Data items

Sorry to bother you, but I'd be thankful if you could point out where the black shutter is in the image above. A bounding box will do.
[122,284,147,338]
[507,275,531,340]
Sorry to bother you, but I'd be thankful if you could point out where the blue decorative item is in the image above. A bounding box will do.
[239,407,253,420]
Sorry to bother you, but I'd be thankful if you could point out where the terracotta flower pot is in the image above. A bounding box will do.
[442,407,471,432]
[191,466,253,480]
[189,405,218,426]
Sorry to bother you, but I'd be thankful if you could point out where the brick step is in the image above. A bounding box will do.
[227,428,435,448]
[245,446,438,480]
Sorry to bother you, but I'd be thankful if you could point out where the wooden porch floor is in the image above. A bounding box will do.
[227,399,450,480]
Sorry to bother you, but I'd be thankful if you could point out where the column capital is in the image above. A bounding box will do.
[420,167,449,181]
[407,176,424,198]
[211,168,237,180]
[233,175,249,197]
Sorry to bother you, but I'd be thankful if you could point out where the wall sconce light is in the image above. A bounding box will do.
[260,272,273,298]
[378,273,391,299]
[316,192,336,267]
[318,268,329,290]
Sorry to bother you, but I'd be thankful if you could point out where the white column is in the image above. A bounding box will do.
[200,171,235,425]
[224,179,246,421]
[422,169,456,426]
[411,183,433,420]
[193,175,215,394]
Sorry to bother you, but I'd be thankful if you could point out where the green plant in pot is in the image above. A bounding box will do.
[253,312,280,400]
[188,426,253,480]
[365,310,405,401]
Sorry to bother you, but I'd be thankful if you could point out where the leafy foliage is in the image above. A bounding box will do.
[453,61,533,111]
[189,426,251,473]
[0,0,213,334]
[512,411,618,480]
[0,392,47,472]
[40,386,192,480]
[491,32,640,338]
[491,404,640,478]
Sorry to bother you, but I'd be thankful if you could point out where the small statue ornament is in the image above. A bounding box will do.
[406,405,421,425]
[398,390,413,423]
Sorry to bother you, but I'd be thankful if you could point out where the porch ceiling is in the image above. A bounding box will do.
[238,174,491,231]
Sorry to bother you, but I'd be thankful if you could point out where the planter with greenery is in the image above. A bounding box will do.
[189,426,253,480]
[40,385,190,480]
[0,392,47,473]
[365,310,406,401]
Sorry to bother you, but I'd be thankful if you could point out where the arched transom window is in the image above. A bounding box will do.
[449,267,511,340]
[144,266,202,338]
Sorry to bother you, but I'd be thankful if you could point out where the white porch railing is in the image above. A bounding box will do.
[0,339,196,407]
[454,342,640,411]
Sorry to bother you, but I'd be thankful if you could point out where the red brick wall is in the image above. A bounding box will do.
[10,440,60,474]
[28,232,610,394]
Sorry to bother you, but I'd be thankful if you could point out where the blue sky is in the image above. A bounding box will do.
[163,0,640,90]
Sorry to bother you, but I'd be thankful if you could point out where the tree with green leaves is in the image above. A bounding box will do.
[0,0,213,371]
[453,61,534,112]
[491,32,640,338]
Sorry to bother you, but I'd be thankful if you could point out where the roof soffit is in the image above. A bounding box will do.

[TASK]
Write out every one of the entries above again, word for word and in the same order.

[THE RESPONSE]
Sorry to bother you, but I'd be thankful if you could point out where the black shutter is in the image above. A bounding box will do.
[122,284,147,338]
[507,275,531,340]
Sorry to bother you, but I'd be thankful if you could point out where the blue decorative item is in the image above. A bounding box will do.
[239,407,253,420]
Sorry to bother you, but I'd be thankful if you could point out where the terracotta flower pot is in the image above. A bounding box will do.
[442,407,471,432]
[191,466,253,480]
[189,405,218,426]
Sorry to bother you, but I'd be thankful if you could point out where the brick step is in the image above. A bounding box will do.
[227,428,435,448]
[245,446,438,480]
Sorry to bother you, but I'd be thankful if you could point out where the wooden porch floor is in the image above. A bounding box will do.
[227,399,450,480]
Sorry to bother you, but I'd be thankful if you could point out where the column capital is in the image above. A bounding box will do.
[420,167,449,181]
[407,176,424,198]
[211,168,237,180]
[233,175,249,197]
Sorry to bother you, but I'd be thankful if you could point out where the wall sconce light is in the image above. A bounding box will do.
[260,272,273,298]
[378,273,391,299]
[316,192,336,267]
[318,268,329,290]
Sorry to bother you, but I'd be thankful if you could point out where the white column is in the image above. A bounding box will do.
[200,171,235,425]
[224,179,246,421]
[422,169,456,426]
[411,183,433,420]
[193,175,215,394]
Sorry to bother you, but I'd be thankful if you could point out where the green plant in pot is in the image above. A bounding box will do.
[253,312,280,400]
[188,426,253,480]
[365,310,405,401]
Sorry to bother you, but I'd be thankful if you could point out where the leafy foliage is in the image above. A bounding box will do.
[453,61,533,111]
[189,426,251,473]
[0,0,213,334]
[512,411,618,480]
[0,392,47,472]
[40,386,192,480]
[491,32,640,338]
[491,404,640,478]
Sorry to bother you, but I'd be thankful if you could point out where the small statue ornament is in the image above. A bounding box will do.
[406,405,421,425]
[398,390,413,423]
Sorry to bother you, but I'd be thankful if you could point out where the porch ceiling is in the image above. A bounding box will do.
[238,174,491,231]
Sorry to bother you, but I'd be thankful if you could point out where the planter with greenery is in the image above. A bounding box will do.
[189,426,253,480]
[40,385,190,480]
[0,392,47,473]
[365,310,406,401]
Sorry to bother you, but I'd be thankful if you could point out where the arched transom window is in the image above. A bounding box will do.
[449,267,511,340]
[144,266,202,338]
Sorry to bother you, but I'd be thankful if you could point out where the white porch railing is in the image above. A bounding box will do.
[0,339,196,407]
[454,342,640,411]
Sorry to bother you, but I'd be thankful if you could point out where the red brick wall is in the image above. A bounding box will do.
[10,440,60,474]
[28,232,610,394]
Sorry to bother you, but I'd be thankful if you could point out where the blue sky is in the image above. A bounding box will do.
[163,0,640,90]
Sorry to bother you, but I'd be thankful if you could point out where the tree with green leaves is in the image above. A bounding box will do.
[0,0,213,371]
[453,61,534,112]
[491,32,640,338]
Sorry to bother you, but I'd be thankful if you could point out where the roof soffit is in the image above. A bounding box will do.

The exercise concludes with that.